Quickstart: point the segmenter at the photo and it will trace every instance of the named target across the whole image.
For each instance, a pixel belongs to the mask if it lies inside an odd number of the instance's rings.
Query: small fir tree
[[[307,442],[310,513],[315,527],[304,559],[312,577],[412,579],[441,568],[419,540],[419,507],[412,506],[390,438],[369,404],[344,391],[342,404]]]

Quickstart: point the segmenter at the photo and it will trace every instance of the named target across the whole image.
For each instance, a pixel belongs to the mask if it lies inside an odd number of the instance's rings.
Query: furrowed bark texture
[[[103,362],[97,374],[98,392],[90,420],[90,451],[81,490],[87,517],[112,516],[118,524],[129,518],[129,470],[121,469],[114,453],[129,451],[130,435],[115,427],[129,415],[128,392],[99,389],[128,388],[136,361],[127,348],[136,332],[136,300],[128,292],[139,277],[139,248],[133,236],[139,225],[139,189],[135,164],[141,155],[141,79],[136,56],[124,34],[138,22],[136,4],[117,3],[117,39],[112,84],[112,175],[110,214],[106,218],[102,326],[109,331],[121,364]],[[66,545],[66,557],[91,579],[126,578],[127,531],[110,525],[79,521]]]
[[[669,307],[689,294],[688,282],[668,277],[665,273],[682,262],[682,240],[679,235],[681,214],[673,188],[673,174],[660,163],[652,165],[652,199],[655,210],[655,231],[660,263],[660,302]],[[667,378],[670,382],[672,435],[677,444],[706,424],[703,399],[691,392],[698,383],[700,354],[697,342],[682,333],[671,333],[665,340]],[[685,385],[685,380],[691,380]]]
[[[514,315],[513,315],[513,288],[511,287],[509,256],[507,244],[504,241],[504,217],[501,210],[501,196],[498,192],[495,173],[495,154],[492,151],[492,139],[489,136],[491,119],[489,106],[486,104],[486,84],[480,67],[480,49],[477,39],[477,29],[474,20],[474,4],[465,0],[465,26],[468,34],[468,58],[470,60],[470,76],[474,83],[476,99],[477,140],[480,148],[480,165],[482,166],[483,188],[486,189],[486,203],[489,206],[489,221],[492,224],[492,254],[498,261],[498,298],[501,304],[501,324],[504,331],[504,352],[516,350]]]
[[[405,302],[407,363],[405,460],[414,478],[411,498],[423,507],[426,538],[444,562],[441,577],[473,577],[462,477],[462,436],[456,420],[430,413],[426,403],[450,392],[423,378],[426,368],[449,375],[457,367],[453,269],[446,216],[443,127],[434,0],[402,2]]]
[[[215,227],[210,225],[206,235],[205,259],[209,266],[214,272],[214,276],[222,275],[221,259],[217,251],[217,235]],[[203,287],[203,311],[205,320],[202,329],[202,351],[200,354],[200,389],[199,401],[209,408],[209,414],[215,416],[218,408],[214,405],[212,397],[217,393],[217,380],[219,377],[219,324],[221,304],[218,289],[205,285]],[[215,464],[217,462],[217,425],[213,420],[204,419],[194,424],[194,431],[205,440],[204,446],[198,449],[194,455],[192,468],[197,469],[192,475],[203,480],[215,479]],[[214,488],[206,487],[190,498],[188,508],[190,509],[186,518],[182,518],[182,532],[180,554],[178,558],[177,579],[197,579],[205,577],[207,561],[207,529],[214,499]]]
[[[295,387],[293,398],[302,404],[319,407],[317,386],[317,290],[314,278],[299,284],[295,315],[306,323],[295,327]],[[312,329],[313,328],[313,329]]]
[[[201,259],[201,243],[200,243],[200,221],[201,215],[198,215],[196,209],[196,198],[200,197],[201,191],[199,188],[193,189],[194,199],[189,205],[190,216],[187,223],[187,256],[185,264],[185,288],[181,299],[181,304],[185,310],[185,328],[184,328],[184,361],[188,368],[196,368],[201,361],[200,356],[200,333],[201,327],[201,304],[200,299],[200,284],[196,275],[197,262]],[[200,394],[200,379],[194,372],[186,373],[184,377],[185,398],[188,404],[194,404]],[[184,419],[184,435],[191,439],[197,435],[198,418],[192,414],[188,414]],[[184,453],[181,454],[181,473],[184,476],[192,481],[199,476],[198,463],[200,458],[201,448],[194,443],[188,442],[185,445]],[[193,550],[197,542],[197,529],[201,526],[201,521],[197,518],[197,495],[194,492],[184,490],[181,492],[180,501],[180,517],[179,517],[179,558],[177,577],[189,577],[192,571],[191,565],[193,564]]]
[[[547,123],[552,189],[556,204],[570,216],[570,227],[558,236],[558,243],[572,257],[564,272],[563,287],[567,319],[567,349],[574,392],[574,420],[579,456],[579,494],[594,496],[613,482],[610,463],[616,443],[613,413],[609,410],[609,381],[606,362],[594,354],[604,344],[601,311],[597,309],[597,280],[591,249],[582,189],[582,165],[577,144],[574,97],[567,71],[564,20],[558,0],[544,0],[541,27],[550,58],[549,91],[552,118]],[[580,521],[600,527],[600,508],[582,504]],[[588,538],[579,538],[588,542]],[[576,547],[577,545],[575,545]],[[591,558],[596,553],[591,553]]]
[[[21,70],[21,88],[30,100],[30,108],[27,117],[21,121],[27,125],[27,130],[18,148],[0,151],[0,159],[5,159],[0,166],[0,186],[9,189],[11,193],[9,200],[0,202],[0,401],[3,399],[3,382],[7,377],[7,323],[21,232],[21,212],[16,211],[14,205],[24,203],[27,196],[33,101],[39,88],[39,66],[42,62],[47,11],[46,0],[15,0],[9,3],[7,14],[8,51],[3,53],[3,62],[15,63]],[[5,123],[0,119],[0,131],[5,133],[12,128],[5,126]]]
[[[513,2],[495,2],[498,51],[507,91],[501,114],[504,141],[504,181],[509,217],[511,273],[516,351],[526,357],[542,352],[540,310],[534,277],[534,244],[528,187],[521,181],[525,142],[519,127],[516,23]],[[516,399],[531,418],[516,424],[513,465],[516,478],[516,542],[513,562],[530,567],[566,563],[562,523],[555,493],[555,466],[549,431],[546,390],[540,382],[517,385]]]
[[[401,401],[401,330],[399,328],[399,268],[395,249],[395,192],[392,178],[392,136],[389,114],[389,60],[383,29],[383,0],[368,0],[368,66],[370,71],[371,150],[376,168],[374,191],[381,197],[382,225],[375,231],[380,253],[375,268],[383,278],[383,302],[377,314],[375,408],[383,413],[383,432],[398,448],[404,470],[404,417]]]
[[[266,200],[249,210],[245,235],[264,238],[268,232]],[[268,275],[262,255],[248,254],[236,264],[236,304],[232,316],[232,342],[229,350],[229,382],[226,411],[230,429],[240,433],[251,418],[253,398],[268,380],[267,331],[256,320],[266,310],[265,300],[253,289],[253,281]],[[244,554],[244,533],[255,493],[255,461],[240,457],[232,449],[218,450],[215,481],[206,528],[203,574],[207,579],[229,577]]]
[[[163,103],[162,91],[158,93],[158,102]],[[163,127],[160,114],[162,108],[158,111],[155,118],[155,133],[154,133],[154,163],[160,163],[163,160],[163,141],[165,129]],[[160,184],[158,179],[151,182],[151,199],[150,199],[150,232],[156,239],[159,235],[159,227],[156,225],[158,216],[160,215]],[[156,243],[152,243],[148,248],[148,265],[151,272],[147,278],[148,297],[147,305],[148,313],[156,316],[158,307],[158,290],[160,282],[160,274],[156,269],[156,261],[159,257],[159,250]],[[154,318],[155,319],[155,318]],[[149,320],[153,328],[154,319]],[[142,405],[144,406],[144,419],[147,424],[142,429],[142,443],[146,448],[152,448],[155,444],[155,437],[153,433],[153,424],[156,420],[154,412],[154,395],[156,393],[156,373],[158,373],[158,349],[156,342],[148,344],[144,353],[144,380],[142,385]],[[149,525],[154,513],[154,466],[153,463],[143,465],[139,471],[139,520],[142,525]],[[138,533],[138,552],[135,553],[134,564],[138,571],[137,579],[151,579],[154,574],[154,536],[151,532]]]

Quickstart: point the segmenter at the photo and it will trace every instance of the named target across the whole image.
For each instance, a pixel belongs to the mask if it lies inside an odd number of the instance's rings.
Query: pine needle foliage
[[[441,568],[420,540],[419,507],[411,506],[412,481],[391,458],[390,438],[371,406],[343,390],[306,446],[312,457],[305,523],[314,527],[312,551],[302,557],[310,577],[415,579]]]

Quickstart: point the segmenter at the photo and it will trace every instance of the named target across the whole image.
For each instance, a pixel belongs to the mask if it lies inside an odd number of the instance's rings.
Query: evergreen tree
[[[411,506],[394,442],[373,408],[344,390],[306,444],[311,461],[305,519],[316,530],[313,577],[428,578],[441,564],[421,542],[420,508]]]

Short exercise:
Convert the listing from its first line through the line containing "Query: small fir tree" into a Markdown table with two columns, Row and Line. Number each row and leave out any blank lines.

Worked answer:
| Row | Line |
|---|---|
| 1 | Quickstart: point the segmenter at the photo and it will trace every instance of the named target across the whole image. |
| 2 | For each instance, a pixel belongs to the mask if it lies inside an odd number of the instance's rings. |
| 3 | Query: small fir tree |